*Exercise directions:* Only the lines below starting at the one that contains "Return one point per instance of the paving" and ending at the one that contains "Return one point per instance of the stone brick" are to be reproduced, exactly and with both ends kept.

(Region pointing data)
┄┄┄┄┄┄┄┄┄┄┄┄┄┄┄┄┄┄┄┄

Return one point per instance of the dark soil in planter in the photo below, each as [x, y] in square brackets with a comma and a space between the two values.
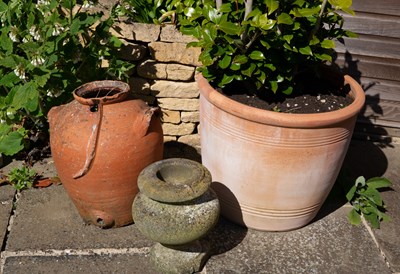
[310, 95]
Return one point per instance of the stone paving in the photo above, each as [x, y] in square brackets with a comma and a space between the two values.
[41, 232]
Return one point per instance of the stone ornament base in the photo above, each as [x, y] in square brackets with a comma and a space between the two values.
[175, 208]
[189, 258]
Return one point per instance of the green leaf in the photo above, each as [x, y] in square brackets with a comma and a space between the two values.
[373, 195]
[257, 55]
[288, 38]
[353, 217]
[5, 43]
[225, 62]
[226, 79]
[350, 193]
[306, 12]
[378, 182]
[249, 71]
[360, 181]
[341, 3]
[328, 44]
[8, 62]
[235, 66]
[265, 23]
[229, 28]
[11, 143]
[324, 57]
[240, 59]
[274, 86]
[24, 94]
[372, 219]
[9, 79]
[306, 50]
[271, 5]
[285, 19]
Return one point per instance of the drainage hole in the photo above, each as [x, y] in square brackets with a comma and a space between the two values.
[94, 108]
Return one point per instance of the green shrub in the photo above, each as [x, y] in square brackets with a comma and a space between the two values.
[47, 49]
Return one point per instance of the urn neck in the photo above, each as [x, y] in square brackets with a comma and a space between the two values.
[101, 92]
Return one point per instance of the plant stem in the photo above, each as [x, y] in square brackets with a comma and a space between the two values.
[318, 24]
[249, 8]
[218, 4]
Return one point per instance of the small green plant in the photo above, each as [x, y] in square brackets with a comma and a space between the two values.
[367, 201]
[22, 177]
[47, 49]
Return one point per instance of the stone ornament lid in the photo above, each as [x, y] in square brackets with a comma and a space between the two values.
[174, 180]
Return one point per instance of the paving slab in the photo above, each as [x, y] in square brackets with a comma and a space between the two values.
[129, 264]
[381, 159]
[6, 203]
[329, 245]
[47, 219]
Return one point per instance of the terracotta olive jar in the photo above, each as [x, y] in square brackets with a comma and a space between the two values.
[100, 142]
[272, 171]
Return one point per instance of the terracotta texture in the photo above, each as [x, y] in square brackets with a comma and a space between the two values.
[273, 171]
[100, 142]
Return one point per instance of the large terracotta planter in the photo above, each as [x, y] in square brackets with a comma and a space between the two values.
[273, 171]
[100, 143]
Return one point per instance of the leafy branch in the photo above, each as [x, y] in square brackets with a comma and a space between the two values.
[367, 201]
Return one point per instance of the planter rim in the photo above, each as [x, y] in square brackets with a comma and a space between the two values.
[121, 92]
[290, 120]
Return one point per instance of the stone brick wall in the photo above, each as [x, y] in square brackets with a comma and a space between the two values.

┄┄┄┄┄┄┄┄┄┄┄┄┄┄┄┄┄┄┄┄

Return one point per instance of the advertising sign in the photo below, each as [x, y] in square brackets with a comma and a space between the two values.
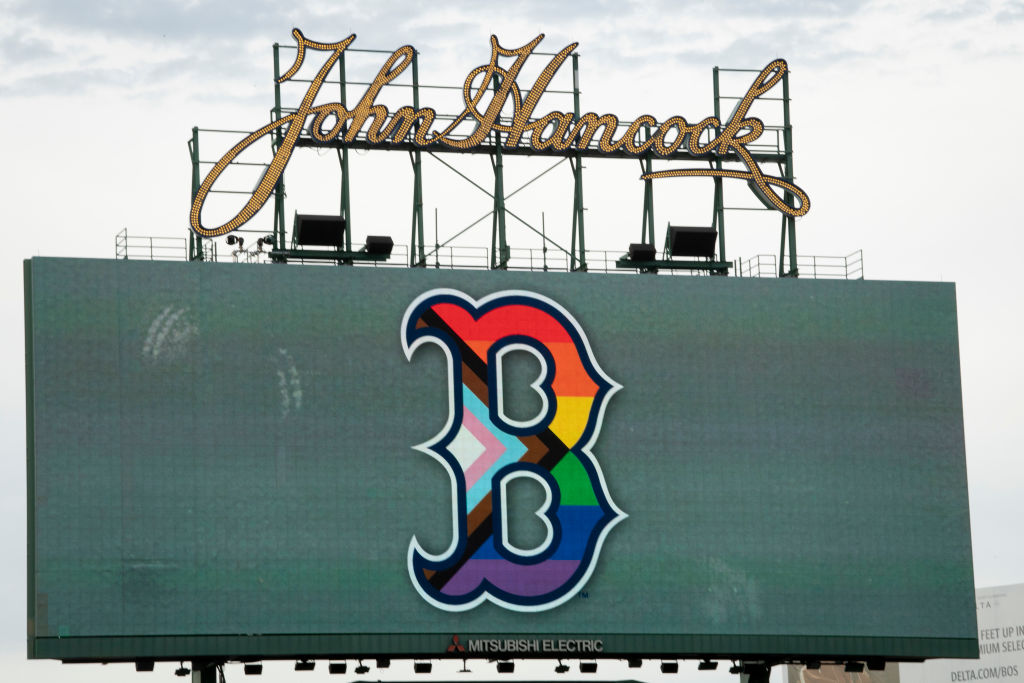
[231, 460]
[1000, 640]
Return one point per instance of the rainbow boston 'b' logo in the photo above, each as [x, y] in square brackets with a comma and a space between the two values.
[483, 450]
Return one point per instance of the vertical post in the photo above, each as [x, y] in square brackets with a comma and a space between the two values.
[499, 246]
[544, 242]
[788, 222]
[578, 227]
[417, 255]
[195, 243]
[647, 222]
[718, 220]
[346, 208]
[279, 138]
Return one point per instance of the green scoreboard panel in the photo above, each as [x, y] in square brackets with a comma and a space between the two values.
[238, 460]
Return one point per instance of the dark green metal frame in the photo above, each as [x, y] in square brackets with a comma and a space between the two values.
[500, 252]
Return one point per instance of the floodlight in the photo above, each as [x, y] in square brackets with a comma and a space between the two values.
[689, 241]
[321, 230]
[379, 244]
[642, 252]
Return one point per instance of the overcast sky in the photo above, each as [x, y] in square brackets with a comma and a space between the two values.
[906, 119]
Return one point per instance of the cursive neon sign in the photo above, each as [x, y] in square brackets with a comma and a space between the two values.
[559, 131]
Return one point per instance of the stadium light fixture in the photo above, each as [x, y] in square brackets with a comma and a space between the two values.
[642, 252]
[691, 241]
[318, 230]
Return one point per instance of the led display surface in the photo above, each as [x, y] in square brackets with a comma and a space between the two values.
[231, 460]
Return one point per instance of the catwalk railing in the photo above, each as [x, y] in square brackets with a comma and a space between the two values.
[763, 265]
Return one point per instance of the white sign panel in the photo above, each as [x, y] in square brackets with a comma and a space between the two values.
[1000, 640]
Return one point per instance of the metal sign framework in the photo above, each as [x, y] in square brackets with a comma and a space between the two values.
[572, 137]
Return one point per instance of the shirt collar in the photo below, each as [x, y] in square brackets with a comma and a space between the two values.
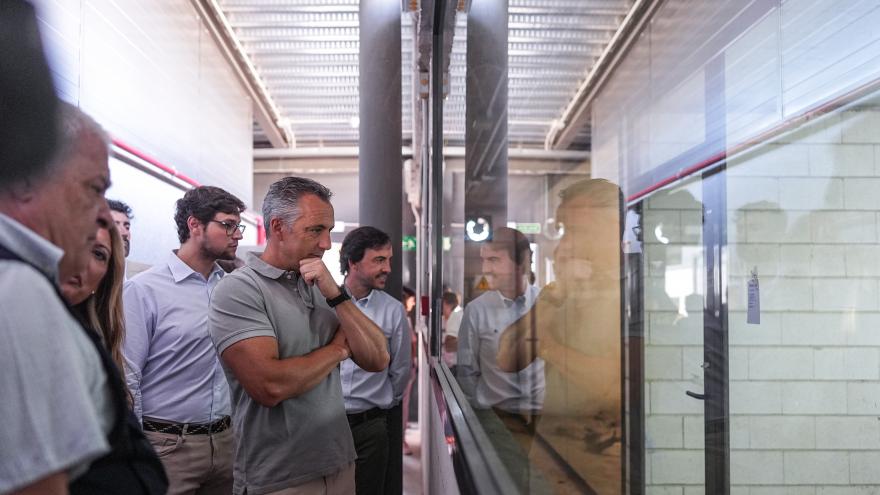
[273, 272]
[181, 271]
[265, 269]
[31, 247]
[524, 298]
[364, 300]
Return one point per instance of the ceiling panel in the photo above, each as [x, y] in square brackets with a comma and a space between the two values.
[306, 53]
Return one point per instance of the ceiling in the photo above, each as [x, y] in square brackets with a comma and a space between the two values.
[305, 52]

┄┄┄┄┄┄┄┄┄┄┄┄┄┄┄┄┄┄┄┄

*Answer for the task:*
Return one point per instance of the paving slab in the photo above, each as [x, y] in square brackets with a comma and a space between the two values.
[129, 264]
[381, 159]
[6, 203]
[329, 245]
[47, 219]
Return one point per instance of the terracotta olive jar in the photo above, each as [x, y] in square brackets with a comma and a space between the two values.
[100, 142]
[272, 171]
Return one point per instance of the terracotta texture in the photo above, each as [x, y] in square brackets with a comma and a space between the two values.
[273, 171]
[100, 142]
Return one point per instance of the large terracotta planter in the photo above, each as [x, y] in square brackets with a comma and a space between the two values.
[273, 171]
[100, 143]
Return one point per instance of the leafy branch in the photo above, each as [x, y] in square brackets with a comma and a space between the two values.
[367, 201]
Return one point per instance of the planter rim in the photo above, each as [x, y] in square brackets with a comma and a space between the two values.
[121, 92]
[290, 120]
Return one point per instance of the stone brick wall in the photo above, each as [x, y] in square brackets with a comma and a space between the two values.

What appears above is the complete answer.